- ACTIVITY:
The entries need to be copied exactly.

[Point localization data]
# # # # #
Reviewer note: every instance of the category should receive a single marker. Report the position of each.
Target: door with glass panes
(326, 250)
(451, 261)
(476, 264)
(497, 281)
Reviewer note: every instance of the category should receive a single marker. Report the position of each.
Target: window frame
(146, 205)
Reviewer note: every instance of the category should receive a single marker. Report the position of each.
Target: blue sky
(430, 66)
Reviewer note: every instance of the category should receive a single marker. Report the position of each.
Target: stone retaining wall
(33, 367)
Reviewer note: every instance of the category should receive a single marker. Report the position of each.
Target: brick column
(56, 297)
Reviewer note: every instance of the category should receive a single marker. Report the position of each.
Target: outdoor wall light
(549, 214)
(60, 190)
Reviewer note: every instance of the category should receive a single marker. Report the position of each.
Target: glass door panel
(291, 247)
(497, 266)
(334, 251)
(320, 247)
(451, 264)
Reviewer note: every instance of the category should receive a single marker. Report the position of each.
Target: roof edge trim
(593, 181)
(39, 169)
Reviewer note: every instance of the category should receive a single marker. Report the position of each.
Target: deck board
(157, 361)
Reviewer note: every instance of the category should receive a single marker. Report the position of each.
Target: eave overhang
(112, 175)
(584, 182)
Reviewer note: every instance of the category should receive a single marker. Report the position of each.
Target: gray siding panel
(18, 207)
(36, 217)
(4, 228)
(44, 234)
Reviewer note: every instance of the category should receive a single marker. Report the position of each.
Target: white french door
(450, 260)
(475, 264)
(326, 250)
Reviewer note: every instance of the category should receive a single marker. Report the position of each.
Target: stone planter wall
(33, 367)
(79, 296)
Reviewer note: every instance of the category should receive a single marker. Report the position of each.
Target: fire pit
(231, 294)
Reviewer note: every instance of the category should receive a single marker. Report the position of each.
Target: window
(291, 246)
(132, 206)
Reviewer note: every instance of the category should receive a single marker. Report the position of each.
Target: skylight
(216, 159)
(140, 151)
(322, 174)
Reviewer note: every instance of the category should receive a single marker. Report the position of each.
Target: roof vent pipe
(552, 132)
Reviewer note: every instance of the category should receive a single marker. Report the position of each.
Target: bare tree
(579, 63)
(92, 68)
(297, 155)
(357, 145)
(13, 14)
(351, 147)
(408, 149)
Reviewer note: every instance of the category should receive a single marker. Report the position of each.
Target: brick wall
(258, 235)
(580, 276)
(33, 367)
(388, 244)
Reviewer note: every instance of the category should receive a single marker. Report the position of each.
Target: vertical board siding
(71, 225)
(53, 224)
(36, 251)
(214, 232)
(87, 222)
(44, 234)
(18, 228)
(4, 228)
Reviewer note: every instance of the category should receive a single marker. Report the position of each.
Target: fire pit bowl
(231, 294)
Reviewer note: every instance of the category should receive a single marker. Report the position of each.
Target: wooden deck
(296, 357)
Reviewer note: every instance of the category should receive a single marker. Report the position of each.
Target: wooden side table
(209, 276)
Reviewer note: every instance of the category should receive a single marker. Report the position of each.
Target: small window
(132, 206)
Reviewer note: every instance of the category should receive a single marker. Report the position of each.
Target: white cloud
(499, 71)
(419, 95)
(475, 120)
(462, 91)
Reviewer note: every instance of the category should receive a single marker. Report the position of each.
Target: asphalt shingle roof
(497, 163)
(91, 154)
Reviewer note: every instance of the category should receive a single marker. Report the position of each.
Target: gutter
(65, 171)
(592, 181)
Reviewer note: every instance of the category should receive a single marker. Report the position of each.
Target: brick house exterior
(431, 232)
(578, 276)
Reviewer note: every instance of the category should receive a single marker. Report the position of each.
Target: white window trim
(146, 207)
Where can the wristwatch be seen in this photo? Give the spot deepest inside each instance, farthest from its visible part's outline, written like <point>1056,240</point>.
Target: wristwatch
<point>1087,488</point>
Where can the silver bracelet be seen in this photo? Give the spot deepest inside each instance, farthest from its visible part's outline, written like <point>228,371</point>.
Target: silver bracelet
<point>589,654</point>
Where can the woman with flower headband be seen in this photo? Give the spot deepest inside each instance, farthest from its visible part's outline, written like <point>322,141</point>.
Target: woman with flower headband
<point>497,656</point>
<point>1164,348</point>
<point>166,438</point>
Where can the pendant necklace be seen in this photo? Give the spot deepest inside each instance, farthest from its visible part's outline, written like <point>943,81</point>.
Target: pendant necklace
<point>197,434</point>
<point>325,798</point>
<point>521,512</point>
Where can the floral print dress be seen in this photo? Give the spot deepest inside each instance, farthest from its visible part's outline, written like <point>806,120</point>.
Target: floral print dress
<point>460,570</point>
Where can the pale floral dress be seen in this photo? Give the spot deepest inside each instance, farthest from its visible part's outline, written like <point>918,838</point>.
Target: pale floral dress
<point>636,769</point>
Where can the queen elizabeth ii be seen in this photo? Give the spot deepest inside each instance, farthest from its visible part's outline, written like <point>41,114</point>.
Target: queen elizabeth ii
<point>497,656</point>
# # # # #
- SOLUTION TO THIS TASK:
Reviewer note: every instance of the category should receive a single marker. Report the position of each.
Target: door with glass panes
(326, 250)
(451, 261)
(476, 264)
(497, 281)
Reviewer note: every instance of the category should receive a single marker. Report the position of each.
Target: window frame
(146, 205)
Reviewer note: every instance of the category should receive a single marker. Report the position of each.
Target: blue sky
(430, 66)
Reviewer note: every instance of the category should receive a single marker. Report the position of each.
Target: stone retaining wall
(33, 367)
Reviewer note: every instance of the category should receive a single marker. Report the position of each.
Target: brick column
(56, 297)
Reviewer note: every instance of the category should receive a single marker. Report the position of each.
Target: outdoor wall light
(549, 214)
(60, 190)
Reviewer note: every instance of the category should receive a single marker. Report the position of each.
Target: glass door panel
(291, 247)
(497, 266)
(334, 251)
(320, 247)
(451, 264)
Reviewer note: every instance of the category should receive a single marker. Report the position of each.
Target: roof edge trim
(593, 181)
(39, 169)
Reviewer note: every instance of the category should receive a single marker. Report the position of each.
Target: deck board
(157, 361)
Reviewer note: every instance of the category should receive a single marker. Report the position of each.
Target: eave overhang
(112, 175)
(584, 182)
Reviewer note: every instance of the category should receive a single marker. Report the position of each.
Target: gray siding panel
(18, 207)
(36, 217)
(4, 228)
(44, 234)
Reviewer note: every instance of the category should receive a single marker. Report the position of each.
Target: white french door
(450, 260)
(475, 264)
(326, 250)
Reviewer note: every instance of the category should receive a single marker. Report the position of each.
Target: stone planter wall
(33, 367)
(79, 296)
Reviewer note: every instance of the category should receive a single marker. Report the position of each.
Target: fire pit
(231, 294)
Reviewer note: every instance of the category should receive a single marker. Report the position of each.
Target: window
(291, 246)
(132, 206)
Reviewer note: every instance of the category should receive a single marker. Report the position of each.
Target: skylight
(216, 159)
(140, 151)
(322, 174)
Reviewer note: every instance of the category should receive a single marker. Report the position of each.
Target: roof vent pipe
(552, 132)
Reviewer note: every instance of the category should receive a single marker. Report the position of each.
Target: bare tree
(579, 63)
(92, 68)
(297, 155)
(357, 145)
(13, 14)
(351, 147)
(408, 149)
Reviewer note: every instance of the category should receive a single marker. Report the position of each.
Target: brick wall
(258, 235)
(580, 276)
(33, 367)
(388, 244)
Reviewer note: every instance of the category should receive a single marker. Report the position of each.
Target: vertical board siding
(71, 225)
(53, 224)
(36, 251)
(214, 232)
(87, 222)
(44, 234)
(18, 228)
(4, 228)
Reviewer note: every instance of the category should receive a single marker. Report the position of each.
Target: fire pit bowl
(231, 294)
Reviewer note: every instance of the category should receive a single marker. Report the position of each.
Target: wooden deck
(296, 357)
Reviewer note: every instance of the category should receive a single marker. Report the position of each.
Target: wooden side table
(209, 276)
Reviewer note: every instance of the category should receive a single marker. Report the position of each.
Target: small window
(132, 206)
Reviewer note: every instance of the category should receive a single marker. Report the position of each.
Target: white cloud
(499, 71)
(419, 95)
(475, 120)
(462, 91)
Reviewer note: every instance of the category should receive a single marker. Report the position of each.
Target: asphalt shingle roof
(497, 163)
(91, 154)
Reviewer note: every instance of the category should receive a single marker. Report the position of each.
Target: gutter
(65, 171)
(592, 181)
Reviewer note: every instance of the category should receive a single marker. Report the position of each.
Target: brick house exterior
(431, 232)
(578, 276)
Reviewer note: every instance of the category should receive a single marker. Report the position of each.
Target: white window trim
(146, 207)
Where can the wristwatch be seen in this photo? Give the spot deepest inside each instance, farthest from its visible part's outline, written like <point>1056,240</point>.
Target: wristwatch
<point>1087,488</point>
Where can the silver bracelet be seen in this photo? Give the spot deepest inside each instance, farthest from its visible part's outline, written like <point>228,371</point>.
Target: silver bracelet
<point>589,654</point>
Where can the woman with flower headband be seen in this photo? Give the spot deepest inside each instance, farthest from its visible part's outline, written like <point>322,141</point>.
Target: woman with flower headband
<point>497,656</point>
<point>1164,348</point>
<point>166,438</point>
Where can the pendant necklace be seen in this photo? Give the spot deepest inside each instance, farthest from its visible part's outline, written like <point>943,81</point>.
Target: pendant necklace
<point>197,434</point>
<point>325,798</point>
<point>521,512</point>
Where can the floral print dress be seen in this photo? Give the spot deepest inside each instance, farthest from its visible part's outline, written like <point>806,120</point>.
Target: floral print dress
<point>460,570</point>
Where can the pale floral dress be seen in this photo? Give the spot deepest inside each instance, farthest from its visible part's outline, written like <point>918,838</point>.
Target: pale floral dress
<point>636,769</point>
Where can the queen elizabeth ii be seen in this photo? Give the spot deepest inside each instance, farthest from its visible part's outline, written like <point>41,114</point>.
Target: queen elizabeth ii
<point>497,656</point>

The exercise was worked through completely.